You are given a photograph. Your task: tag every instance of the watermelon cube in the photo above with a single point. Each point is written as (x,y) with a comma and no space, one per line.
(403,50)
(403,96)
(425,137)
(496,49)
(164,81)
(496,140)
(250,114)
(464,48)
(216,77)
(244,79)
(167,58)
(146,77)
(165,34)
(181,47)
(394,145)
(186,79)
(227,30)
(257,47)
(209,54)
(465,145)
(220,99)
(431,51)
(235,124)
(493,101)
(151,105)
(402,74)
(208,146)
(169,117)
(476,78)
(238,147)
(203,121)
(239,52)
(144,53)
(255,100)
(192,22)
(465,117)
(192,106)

================

> _GIVEN INSTRUCTION_:
Rescale the rows above by writing out every line again, requests included. Multiply each x and y coordinate in the answer points by 2.35 and round it to the nearest whole number, with halves rounding up.

> _OUTPUT FOR THIS TASK_:
You are given a photograph. Your task: tag every instance of the watermelon cube in the photo above with a single point. Each point is written as (x,y) with a comma and no space, one per line.
(947,118)
(947,226)
(999,322)
(1166,115)
(385,190)
(1166,329)
(588,268)
(1090,113)
(508,181)
(573,186)
(392,136)
(343,181)
(388,80)
(425,110)
(926,341)
(437,186)
(533,71)
(604,110)
(491,127)
(1093,341)
(517,233)
(1013,120)
(552,291)
(1159,237)
(355,247)
(945,174)
(489,343)
(397,275)
(1119,183)
(559,345)
(477,284)
(562,122)
(338,125)
(599,235)
(451,52)
(1093,275)
(451,249)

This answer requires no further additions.